Problem set:
**A.** According to the forum thread on topwater reds, what does pitpok call the hardest decision between StrikeIII and pitpok?
**B.** Revise the forum thread on topwater reds, starting at "## thresher (Dec" and ending at "we fished it!", so that "creek" becomes "channel" in every place it occurs.

# Pitpok and Strike III topwater reds



## thresher (Dec 18, 2006)

Great pics on some awesome topwater action! And a shooting star - can't beat that. You never said which area it was that you fished only that it was St Augustine. Which ramp/creek etc?


----------



## pitpok (Jan 29, 2008)

There was this one creek in St. Aug that looked fishy so we fished it!


----------



## phishphood (Dec 15, 2006)

Very nice fish fellas.


----------



## tom_in_orl (Dec 9, 2006)

Nice job. Looks like fishing from a Gheenoe is work out quite well for you.


----------



## pitpok (Jan 29, 2008)

Thanks for the kind replies guys...
I LOVE GHEESNOES!!!! 

The hardest decision between StrikeIII and I is whos gheenoe to take not where, how, and when to fish...HAHA


----------



## Caretaker (Jun 16, 2008)

Great post from the two of you. Good to see you enjoying the noes.


----------



## deerfly (Mar 10, 2007)

wow, what a day!  I bet it was fun getting the spook out of that one reds throat.


----------



## HaMm3r (Dec 11, 2006)

Excellent report!  Sounds like I need to get out there soon.


----------

Supplied material:
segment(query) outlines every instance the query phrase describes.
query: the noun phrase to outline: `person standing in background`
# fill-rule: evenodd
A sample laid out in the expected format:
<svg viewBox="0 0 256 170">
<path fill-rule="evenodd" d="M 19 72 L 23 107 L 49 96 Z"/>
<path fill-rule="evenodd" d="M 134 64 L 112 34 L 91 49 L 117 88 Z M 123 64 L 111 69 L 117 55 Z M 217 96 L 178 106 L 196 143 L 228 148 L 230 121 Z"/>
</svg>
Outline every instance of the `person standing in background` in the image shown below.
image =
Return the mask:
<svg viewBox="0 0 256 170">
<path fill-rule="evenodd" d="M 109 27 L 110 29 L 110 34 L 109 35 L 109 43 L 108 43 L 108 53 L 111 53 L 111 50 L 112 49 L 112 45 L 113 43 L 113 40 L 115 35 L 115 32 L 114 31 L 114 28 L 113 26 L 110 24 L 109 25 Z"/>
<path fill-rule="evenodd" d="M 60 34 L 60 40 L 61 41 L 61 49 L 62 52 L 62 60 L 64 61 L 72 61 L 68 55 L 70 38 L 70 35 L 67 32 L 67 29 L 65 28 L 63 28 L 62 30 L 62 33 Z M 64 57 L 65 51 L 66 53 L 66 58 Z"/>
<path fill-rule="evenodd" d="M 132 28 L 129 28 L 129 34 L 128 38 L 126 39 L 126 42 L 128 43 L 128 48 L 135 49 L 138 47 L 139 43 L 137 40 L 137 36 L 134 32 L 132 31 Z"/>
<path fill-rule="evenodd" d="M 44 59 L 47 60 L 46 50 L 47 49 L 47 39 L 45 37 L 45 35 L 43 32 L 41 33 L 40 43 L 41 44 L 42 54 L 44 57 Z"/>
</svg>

Responses to the exercise:
**A.** The hardest decision is whose Gheenoe to take.

**B.**
## thresher (Dec 18, 2006)

Great pics on some awesome topwater action! And a shooting star - can't beat that. You never said which area it was that you fished only that it was St Augustine. Which ramp/channel etc?


----------



## pitpok (Jan 29, 2008)

There was this one channel in St. Aug that looked fishy so we fished it!